(Stored records)
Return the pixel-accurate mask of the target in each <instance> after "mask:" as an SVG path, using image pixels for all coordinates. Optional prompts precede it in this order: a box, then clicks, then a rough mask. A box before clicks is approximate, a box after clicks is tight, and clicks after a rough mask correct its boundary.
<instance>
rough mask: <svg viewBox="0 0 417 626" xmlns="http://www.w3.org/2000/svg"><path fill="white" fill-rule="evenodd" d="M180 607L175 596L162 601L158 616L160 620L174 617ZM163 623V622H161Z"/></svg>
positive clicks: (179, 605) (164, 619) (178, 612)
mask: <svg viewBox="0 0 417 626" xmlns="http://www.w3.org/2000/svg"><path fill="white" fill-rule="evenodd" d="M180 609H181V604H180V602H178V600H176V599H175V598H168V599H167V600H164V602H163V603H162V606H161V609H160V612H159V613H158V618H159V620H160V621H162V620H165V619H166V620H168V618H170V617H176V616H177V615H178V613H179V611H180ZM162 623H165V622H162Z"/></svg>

▸ **Work to be completed**: This exercise requires all the entries to be written out again exactly.

▸ **Task response**:
Return the pixel-accurate mask of the target in each <instance> after "mask:" as an SVG path, using image pixels for all coordinates. Optional prompts precede it in this order: a box, then clicks, then a rough mask. A box before clicks is approximate, a box after clicks is tight, and clicks after a rough mask correct its boundary.
<instance>
rough mask: <svg viewBox="0 0 417 626" xmlns="http://www.w3.org/2000/svg"><path fill="white" fill-rule="evenodd" d="M180 607L175 596L162 601L158 616L160 620L174 617ZM163 623V622H161Z"/></svg>
positive clicks: (179, 605) (164, 619) (178, 612)
mask: <svg viewBox="0 0 417 626" xmlns="http://www.w3.org/2000/svg"><path fill="white" fill-rule="evenodd" d="M180 609H181V604H180V602H178V600H176V599H175V598H168V599H167V600H164V602H163V603H162V606H161V609H160V612H159V613H158V618H159V620H160V621H162V620H165V619H166V620H168V618H170V617H176V616H177V615H178V613H179V611H180ZM162 623H165V622H162Z"/></svg>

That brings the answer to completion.